**PASSAGE:**
-----

You enter the exhibit and go through a gigantic cartoon hell-mouth from one of Burton’s movies, Trick or Treat. Moving through a hallway installed with small televisions, you watch episodes of The World of Stainboy, animation inspired by Tim Burton’s book of poems.

Tim Burton is a famous and out-of-this world filmmaker, illustrator, painter, photographer and sculptor. His huge success with the recent film Alice and Wonderland, a fantasy adventure film combining live action and animation, as well as his movies Sweeney Todd, Charlie and the Chocolate Factory, and Batman, have people lining up at 9:00 a.m. to get tickets for 11:30 a.m. Why all the fuss?

With over 700 drawings, photographs, puppets, film clips, and more, the exhibit captures Burton’s diversity as an artist and his morbid yet fascinating style.

“The Tim Burton exhibition was absolutely brilliant. It was nothing like what I had ever seen before,” commented Sofia Taylor ’13, who recently visited the exhibit.

-----

**TASKS TO PERFORM:**
• a. Which artistic roles does the Tim Burton exhibit passage say Burton works in?
• b. Can you carry on the Tim Burton exhibit passage, picking up after its final sentence?

**DATA ROWS:**
-----

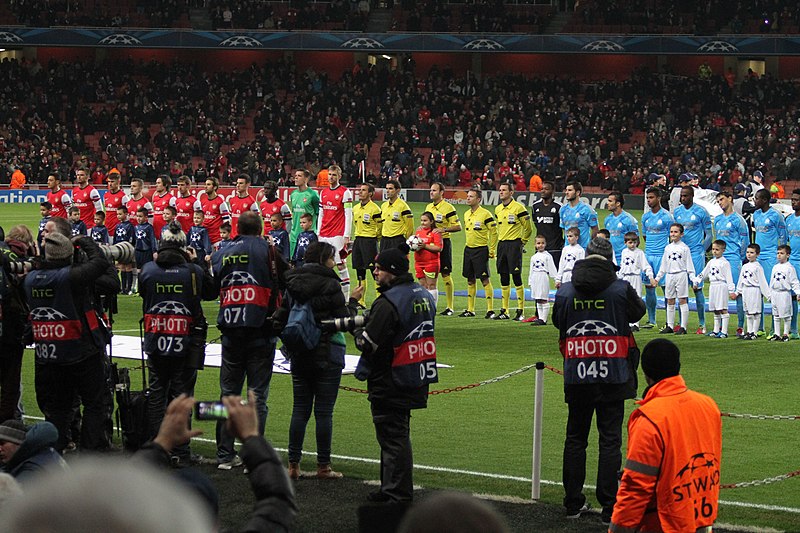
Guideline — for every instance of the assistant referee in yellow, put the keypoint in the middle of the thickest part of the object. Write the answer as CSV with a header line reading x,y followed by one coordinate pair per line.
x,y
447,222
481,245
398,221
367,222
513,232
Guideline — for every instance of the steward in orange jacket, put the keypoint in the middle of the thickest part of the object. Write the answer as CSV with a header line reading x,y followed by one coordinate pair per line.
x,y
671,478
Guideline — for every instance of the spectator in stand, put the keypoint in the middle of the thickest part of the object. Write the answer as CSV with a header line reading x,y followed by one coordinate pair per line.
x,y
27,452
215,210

-----

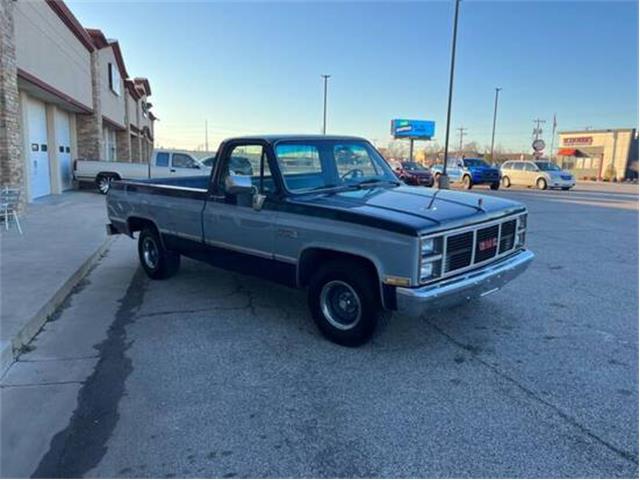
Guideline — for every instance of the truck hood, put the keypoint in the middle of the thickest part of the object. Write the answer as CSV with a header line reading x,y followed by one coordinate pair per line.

-----

**RESPONSES FOR EACH TASK:**
• a. Filmmaker, illustrator, painter, photographer, sculptor

• b.
His style is unique, and the exhibit captures it perfectly. The paintings stand out against black lights, and eyeballs and monsters decorate a carousel. Even the brilliant artwork from his teenage years shows his signature style of dark humor, and many of these early works have inspired characters in Burton’s films, such as The Nightmare Before Christmas.

In addition to art and film, the exhibit contains props from his various film productions, including objects from Beetlejuice, a mask from Batman, a sweater from Ed Wood, and even a life sized Johnny Depp dressed as Edward Scissorhands.

Tim Burton at the Museum of Modern Art closes on April 26, 2010, and is an experience like no other, showcasing the brilliance of this morbidly and diversely talented artist.